─── Records to process

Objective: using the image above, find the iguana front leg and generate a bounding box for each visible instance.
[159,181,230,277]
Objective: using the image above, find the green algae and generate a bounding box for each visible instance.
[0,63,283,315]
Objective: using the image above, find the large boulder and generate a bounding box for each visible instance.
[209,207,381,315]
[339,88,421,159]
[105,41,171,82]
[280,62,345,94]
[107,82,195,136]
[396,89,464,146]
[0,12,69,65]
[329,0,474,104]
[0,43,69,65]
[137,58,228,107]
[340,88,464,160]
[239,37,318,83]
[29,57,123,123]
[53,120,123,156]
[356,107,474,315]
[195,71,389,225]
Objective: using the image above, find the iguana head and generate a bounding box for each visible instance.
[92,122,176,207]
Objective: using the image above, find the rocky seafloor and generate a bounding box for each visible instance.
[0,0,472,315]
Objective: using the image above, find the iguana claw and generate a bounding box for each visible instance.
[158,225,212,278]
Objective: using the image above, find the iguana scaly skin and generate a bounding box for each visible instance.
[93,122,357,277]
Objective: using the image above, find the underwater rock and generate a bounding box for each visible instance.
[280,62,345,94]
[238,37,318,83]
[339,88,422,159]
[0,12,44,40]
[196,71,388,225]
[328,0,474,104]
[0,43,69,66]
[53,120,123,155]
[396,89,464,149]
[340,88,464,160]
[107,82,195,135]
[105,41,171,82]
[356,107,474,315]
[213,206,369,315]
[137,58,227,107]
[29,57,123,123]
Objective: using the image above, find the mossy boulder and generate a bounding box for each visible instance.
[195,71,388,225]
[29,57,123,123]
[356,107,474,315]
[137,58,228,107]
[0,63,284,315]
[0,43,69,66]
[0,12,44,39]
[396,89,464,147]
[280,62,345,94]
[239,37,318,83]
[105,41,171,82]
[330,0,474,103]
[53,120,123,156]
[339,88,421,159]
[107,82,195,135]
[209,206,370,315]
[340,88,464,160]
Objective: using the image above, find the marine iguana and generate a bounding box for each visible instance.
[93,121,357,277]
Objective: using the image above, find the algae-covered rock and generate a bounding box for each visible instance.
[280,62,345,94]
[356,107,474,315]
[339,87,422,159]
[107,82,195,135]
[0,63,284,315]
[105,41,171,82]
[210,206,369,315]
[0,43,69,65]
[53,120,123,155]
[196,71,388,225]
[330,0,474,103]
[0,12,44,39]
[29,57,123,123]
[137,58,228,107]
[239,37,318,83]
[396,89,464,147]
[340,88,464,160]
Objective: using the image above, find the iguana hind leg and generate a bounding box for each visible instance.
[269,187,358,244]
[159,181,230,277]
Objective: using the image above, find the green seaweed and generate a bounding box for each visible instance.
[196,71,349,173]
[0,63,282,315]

──────

**What needs to be done:** What you return must match the data line for line.

**Response box:**
Objective: using the image above, find the iguana front leg and generate a bounding box for each visible instance.
[159,181,230,277]
Objective: using the image above, find the green algae and generate a bounding box for each visible instance.
[0,63,283,315]
Objective: using the image above, find the large boulder and generate a bounding box for each visible instance.
[209,207,381,315]
[339,88,421,159]
[105,41,171,82]
[280,62,345,94]
[107,82,195,136]
[396,89,464,146]
[0,12,69,65]
[329,0,474,104]
[0,43,69,65]
[137,58,228,107]
[340,88,464,160]
[239,37,318,83]
[29,57,123,123]
[53,120,123,156]
[356,107,474,315]
[195,71,389,225]
Objective: using the image above, find the iguana head and generate a bounding box for each visible instance.
[92,122,176,207]
Objective: using the image above, find the rocky seafloor and generate a bounding box for each visible instance.
[0,0,472,315]
Objective: using the image above, find the iguana claw and generate a bounding box for each visible instance.
[158,225,212,278]
Objective: using the image above, find the iguana scaly skin and generate a bounding box for each visible instance.
[93,122,357,277]
Objective: using the image above, find the underwater rock and generate a bounding box for each visible instance.
[280,62,345,94]
[238,37,318,83]
[339,88,422,159]
[0,12,44,40]
[196,71,388,225]
[328,0,474,104]
[0,43,69,66]
[53,120,123,155]
[396,89,464,149]
[340,88,464,160]
[107,82,195,135]
[105,41,171,82]
[356,107,474,315]
[213,206,369,315]
[137,58,227,107]
[29,57,123,123]
Objective: using the image above, find the mossy boulder and generate a bounding box for each visible instance.
[195,71,388,225]
[29,57,123,123]
[356,107,474,315]
[137,58,228,107]
[0,63,284,315]
[0,43,69,66]
[0,12,44,39]
[396,89,464,147]
[280,62,345,94]
[239,37,318,83]
[105,41,171,82]
[330,0,474,103]
[53,120,123,156]
[339,88,421,159]
[107,82,195,135]
[209,206,370,315]
[340,88,464,160]
Objective: using the image above, find the marine iguana and generate a bounding box for each visible instance.
[93,121,357,277]
Objective: using the image above, find the algae-covered rock and generate a bounding box for each visible instance.
[280,62,345,94]
[356,107,474,315]
[339,87,422,159]
[107,82,195,135]
[0,63,284,315]
[105,41,171,82]
[210,206,369,315]
[0,43,69,65]
[53,120,123,155]
[196,71,388,225]
[330,0,474,103]
[0,12,44,39]
[29,57,123,123]
[137,58,228,107]
[239,37,318,83]
[396,89,464,147]
[340,88,464,160]
Objective: using the image above, find the iguana hind leg and generate a bounding box for each visible instance.
[269,187,358,244]
[159,181,230,277]
Objective: using the image above, find the green seaweed and generate a bounding box for each visible instance.
[196,71,349,173]
[0,63,282,315]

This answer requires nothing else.